■ DOCUMENT TEXT
=-=-=

I sometimes feel like writing isn't worth it if few people read what I write, but with people like you that I can count on, I really appreciate it. As long as a few people read it, we should be happy. And besides, it creates raw material for a book one day. I already have a concept but find little time to write a book. I'm too busy blogging and commenting :-)

At 6/02/2007 04:58:00 PM, Anonymous Anonymous said...

I will Hound you to keep writing til we both fall off the Planet. I don't Hound just anybody, you know.

(Your main flaw is that you aren't Canadian. I'm a hopeless Canadianophile.)

At 6/03/2007 08:24:00 AM, Blogger Dale said...

Pogblog, you're clearly a blogger of distinction and an honourary Canadian, extra 'u' and all.

At 6/03/2007 09:16:00 AM, Blogger Martin Heavisides said...

Some of your remarks are depressing, because of the mirror effect. 'Specially since I've just launched a blog of my own and haven't even mastered the technology to install a sitemeter (whose results I'm sure would number in the tens at this point). I do hope your next two years blogging are at least as successful as the last two--and the next 'name' writer who shows up leaves a viable email address.

At 6/03/2007 11:50:00 AM, Blogger Chancelucky said...

thanks. I couldn't think of a lovelier person to stand behind in line at the publisher's door.

I actually find the combination really interesting. I have a very good freind who essentially took up playing the Tuba in a Balkan Brass Band (he's not Balkan) some twenty five years after we went to college together. It's just really interesting to see someone talking about "learning" music as an adult. Too many of us close off to our possibilities once we become "adults".

Bella- Carol Leifer/Chicago Magazine! That's great. I look forward to the day when Chicago Magazine is interviewing Elizabeth Mcquern, queen of the Chicago Comedy scene.

Dale- Thanks....In the meantime, could you tell me why it's Canada Dry Ginger Ale over here, when it was America that was the "dry" country during prohibition?
I still have this memory of being 10 years old and visiting the Maple Leafed side of Niagra Falls, going to a vending machine, and finding "America Dry Ginger Ale" then trying to put an American quarter in the machine and having the hardest time figuring out why the machine wouldn't give me my soda.
btw. I tried Asian-made sodas a cuople times some thirty five years ago, pre-globalization. It was really strange stuff.

Charles- More than happy to have made you a "label" for the first time. I've had a good time following your blog. I never knew much of anything about Italian politics, so it's been a great primer for me. In the meantime, I had no idea that you'd read any of the fiction I've posted here. I'm glad you enjoyed it, but don't feel obligated to comment.

I sent a note to "One Story" that I never got the Scent of Cinammon, but I'll e-mail you as well.

Atul- the main reason I picked up that many visitors is because I'm willing to write about reality tv. It helps that I actually like reality tv, but I never came into this expecting to be the number one google search for "Tessa Horst" or "Katharine Mcphee's eating disorder".

=-=-=

A run of rows:
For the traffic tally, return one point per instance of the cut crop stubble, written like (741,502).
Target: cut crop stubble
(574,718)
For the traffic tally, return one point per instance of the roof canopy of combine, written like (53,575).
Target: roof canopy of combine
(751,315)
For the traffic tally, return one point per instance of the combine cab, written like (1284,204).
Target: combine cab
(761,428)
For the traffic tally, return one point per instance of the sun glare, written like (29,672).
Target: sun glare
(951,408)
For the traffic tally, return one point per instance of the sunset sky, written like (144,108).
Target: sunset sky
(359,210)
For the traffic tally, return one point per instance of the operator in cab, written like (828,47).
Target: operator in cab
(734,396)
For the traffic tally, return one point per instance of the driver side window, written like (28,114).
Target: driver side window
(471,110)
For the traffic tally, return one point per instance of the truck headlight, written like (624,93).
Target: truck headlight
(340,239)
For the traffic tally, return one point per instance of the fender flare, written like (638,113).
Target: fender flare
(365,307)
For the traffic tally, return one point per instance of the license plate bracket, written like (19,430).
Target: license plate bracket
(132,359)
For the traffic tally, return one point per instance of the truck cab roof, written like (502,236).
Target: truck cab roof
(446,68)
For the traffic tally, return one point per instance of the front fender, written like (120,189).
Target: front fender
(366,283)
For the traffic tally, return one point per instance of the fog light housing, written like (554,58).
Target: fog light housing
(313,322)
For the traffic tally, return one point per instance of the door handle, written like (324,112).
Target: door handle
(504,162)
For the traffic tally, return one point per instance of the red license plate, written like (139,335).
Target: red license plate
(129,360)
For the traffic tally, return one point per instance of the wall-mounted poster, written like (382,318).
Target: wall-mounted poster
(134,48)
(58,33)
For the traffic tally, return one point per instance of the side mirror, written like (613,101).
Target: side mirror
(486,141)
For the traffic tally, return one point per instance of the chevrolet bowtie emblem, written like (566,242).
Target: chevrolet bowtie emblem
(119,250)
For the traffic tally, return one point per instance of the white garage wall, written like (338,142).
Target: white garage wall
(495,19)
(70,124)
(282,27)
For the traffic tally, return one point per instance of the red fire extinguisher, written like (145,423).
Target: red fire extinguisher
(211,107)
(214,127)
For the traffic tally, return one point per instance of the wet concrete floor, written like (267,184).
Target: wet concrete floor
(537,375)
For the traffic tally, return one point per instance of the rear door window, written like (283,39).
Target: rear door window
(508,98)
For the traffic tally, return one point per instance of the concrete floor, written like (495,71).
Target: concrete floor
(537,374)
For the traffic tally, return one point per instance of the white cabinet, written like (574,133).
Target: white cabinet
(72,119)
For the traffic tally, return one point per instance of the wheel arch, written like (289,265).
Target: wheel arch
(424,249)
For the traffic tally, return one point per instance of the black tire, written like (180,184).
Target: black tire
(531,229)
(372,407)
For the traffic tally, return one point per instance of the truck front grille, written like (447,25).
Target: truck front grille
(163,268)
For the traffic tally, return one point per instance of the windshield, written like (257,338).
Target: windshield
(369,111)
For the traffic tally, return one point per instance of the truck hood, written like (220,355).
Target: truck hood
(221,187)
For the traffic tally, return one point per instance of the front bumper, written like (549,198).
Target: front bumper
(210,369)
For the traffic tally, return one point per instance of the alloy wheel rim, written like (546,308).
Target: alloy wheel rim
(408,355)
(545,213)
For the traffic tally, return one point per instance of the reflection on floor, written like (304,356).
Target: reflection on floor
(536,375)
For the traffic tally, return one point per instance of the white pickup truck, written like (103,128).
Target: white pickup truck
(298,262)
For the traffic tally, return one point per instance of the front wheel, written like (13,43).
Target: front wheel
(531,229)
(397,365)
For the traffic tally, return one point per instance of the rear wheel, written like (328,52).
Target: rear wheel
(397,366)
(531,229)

=-=-=

■ TASK INSTRUCTIONS
1. In the blog comment thread, what instrument did Chancelucky's friend take up?
2. Duplicate the passage of the blog comment thread starting with "I will Hound" and going on through "AM, Blogger Dale said...".

■ SET OF ANSWERS
1. The tuba, in a Balkan brass band.

2.
I will Hound you to keep writing til we both fall off the Planet. I don't Hound just anybody, you know.

(Your main flaw is that you aren't Canadian. I'm a hopeless Canadianophile.)

At 6/03/2007 08:24:00 AM, Blogger Dale said...